§ QUOTED PASSAGE
==========

Anyways, the two start going around and magical coincidences happen. Some aren’t so magical like running into someone you were looking for in a parking lot after you have to pull over having had car trouble. A few years back I was doing research on a club that was at my old high school in the 1980’s. Sometime in the next year or so after I was actual hit by someone in the club while in my car stopped at a light right outside that school. Really weird stuff happens. It didn’t mean my dead grandmother made it happen. I love when they bump into the lady in the parking lot and Rachel Boston, who plays the girl, gets a look on her face like she just saw Chuck Norris eat a Cadillac.

==========

§ RECORD EXCERPTS
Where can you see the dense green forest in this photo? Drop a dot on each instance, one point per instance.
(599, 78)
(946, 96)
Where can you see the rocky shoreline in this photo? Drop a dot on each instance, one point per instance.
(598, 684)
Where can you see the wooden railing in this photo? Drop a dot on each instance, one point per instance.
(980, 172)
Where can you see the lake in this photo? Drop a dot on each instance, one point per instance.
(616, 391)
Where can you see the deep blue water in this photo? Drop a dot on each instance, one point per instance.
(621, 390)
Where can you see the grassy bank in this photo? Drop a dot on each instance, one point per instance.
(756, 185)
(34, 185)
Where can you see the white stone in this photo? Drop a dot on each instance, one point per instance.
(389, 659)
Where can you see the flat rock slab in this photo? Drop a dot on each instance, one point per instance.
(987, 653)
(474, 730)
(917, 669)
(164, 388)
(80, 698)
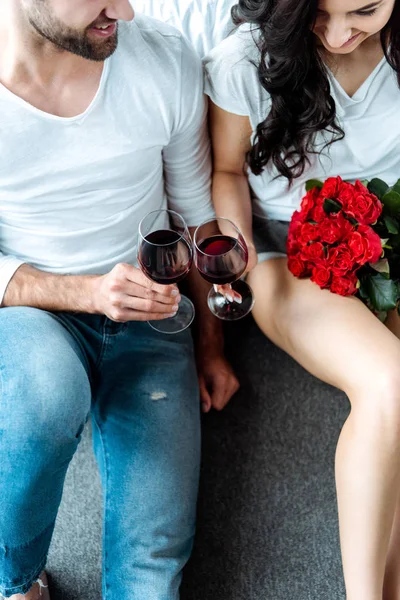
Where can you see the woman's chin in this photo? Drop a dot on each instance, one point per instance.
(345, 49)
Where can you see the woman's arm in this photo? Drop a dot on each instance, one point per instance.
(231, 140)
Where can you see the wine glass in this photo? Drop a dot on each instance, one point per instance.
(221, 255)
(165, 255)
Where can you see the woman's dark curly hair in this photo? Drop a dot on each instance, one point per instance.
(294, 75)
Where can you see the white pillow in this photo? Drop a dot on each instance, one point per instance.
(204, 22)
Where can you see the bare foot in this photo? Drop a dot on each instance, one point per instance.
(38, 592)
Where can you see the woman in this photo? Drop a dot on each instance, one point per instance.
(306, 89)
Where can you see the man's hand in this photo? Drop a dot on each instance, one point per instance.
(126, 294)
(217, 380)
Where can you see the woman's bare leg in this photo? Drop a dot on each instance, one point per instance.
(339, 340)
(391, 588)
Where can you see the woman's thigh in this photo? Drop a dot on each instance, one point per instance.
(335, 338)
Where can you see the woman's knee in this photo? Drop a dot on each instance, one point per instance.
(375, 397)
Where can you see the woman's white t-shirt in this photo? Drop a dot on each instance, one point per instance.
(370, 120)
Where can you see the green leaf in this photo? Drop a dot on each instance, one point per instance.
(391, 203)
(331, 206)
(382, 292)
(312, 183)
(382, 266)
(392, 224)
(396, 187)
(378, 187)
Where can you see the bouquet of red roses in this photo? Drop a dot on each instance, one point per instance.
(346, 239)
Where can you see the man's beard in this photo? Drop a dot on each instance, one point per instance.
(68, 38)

==========

§ QUESTIONS ON THE MATERIAL
1. Explain, in one to three sentences, why the writer of the review describes being hit by a club member near the old high school.
2. According to the review, who plays the girl?
3. Retype the review from "Anyways, the two" to "eat a Cadillac.".
The lines have no connection to the review.

§ LIST OF SOLUTIONS
1. The writer uses the crash to show that very strange coincidences really do happen. Such events need no magical cause; the writer's dead grandmother did not make it happen.

2. Rachel Boston plays the girl.

3.
Anyways, the two start going around and magical coincidences happen. Some aren’t so magical like running into someone you were looking for in a parking lot after you have to pull over having had car trouble. A few years back I was doing research on a club that was at my old high school in the 1980’s. Sometime in the next year or so after I was actual hit by someone in the club while in my car stopped at a light right outside that school. Really weird stuff happens. It didn’t mean my dead grandmother made it happen. I love when they bump into the lady in the parking lot and Rachel Boston, who plays the girl, gets a look on her face like she just saw Chuck Norris eat a Cadillac.